AVAILABLE DATA section start

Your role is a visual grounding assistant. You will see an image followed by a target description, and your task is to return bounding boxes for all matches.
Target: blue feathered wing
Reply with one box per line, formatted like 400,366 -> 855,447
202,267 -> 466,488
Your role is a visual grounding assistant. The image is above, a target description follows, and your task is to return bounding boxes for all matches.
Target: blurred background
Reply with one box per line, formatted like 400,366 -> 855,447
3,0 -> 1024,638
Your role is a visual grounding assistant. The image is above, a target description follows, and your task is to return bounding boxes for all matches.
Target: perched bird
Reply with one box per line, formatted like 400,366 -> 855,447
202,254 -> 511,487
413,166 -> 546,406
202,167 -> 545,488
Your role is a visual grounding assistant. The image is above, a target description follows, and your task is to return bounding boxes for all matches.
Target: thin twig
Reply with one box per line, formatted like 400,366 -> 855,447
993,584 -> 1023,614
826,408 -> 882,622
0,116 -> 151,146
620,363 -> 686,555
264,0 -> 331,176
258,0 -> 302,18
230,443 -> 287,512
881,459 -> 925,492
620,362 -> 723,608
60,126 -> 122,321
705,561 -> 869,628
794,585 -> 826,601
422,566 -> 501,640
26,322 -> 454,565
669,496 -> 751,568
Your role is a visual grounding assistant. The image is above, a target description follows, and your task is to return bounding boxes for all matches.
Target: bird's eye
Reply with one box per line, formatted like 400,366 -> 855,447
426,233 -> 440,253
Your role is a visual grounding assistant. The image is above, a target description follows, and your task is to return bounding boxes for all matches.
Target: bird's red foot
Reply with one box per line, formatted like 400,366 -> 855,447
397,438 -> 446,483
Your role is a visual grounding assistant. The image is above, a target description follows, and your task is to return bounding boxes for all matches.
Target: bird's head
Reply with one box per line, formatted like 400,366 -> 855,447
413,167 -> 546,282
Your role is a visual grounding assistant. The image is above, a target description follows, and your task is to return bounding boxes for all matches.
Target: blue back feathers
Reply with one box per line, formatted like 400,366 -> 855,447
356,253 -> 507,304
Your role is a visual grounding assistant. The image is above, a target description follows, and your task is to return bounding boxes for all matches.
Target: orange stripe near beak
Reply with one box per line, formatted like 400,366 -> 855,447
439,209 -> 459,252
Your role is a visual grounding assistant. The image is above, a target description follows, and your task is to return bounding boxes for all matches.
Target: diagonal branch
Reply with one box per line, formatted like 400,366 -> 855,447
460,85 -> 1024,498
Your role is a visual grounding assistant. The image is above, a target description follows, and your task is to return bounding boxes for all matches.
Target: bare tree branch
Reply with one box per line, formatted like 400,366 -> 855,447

AVAILABLE DATA section end

Line by line, transcribe the data exactly.

### ANSWER
Your role is a visual grounding assistant. You will see an image followed by a target description, and your task is to return bounding boxes for all matches.
Target: blue feathered wing
Reply with one box per line, formatted like 400,366 -> 855,447
202,267 -> 466,488
Your role is a visual grounding assistant. The image is above, a target description follows, and your task is to return bounding boxes for all matches.
Target: blurred background
Reply with one box per line, formatted like 400,366 -> 855,447
3,0 -> 1024,638
Your role is a visual grounding assistant. The image is above, a target description follows, and your task is to return bounding boxes for all matches.
Target: perched bird
Reply with one box per line, formatted like 400,366 -> 855,447
202,254 -> 511,487
413,166 -> 546,406
202,167 -> 545,488
Your role is a visual grounding assistant. The image is above, a target description follows, and your task is to return bounding boxes for all matches.
Target: thin twig
Reply with one box per line, formatted like 400,366 -> 855,447
993,584 -> 1023,614
826,408 -> 882,622
0,116 -> 151,146
620,363 -> 686,555
264,0 -> 331,176
258,0 -> 302,18
230,443 -> 287,512
881,459 -> 925,492
620,362 -> 723,608
60,126 -> 122,321
705,561 -> 869,628
794,585 -> 826,601
422,566 -> 501,640
26,322 -> 454,565
669,496 -> 751,568
Your role is a visual grounding assistant. The image is above, a target description follows, and your task is to return bounding boxes for all matches.
Target: bird's eye
Reply with one box per line, formatted like 400,366 -> 855,447
426,233 -> 440,253
Your role is a visual grounding assistant. The image is above, a target description follows, and your task is to return bounding boxes for all matches.
Target: bird's red foot
Reply with one box per line, formatted like 400,366 -> 855,447
397,438 -> 446,483
Your role is a visual grounding assistant. The image is above, a target description follows, and your task is to return bounding boxes for all matches.
Target: bird's head
Reply with one box per line, formatted like 400,366 -> 855,447
413,167 -> 546,282
Your role is a visual grounding assistant. The image is above, a target description follows, and your task is to return bounding boxes for all matches.
Target: blue back feathers
Reply with one box per line, formatted like 400,366 -> 855,447
356,253 -> 507,304
Your role is a visual grounding assistant. The image is above, a target description follows, and your task is to return bounding boxes for all matches.
Target: orange stripe near beak
Reply with one box per line, formatted like 400,366 -> 855,447
439,209 -> 459,252
Your role is a visual grounding assistant. The image is above, a target description follows, and your task is to return bounding boxes for all matches.
Target: diagonal branch
Reply with one box per line, formatted like 400,366 -> 855,447
460,85 -> 1024,498
Your role is a visual grounding assistant. The image is above, a target description follows, and your task is to return bounding boxes for all matches.
Target: bare tree branch
Reply with one box per line, formatted like 400,366 -> 855,447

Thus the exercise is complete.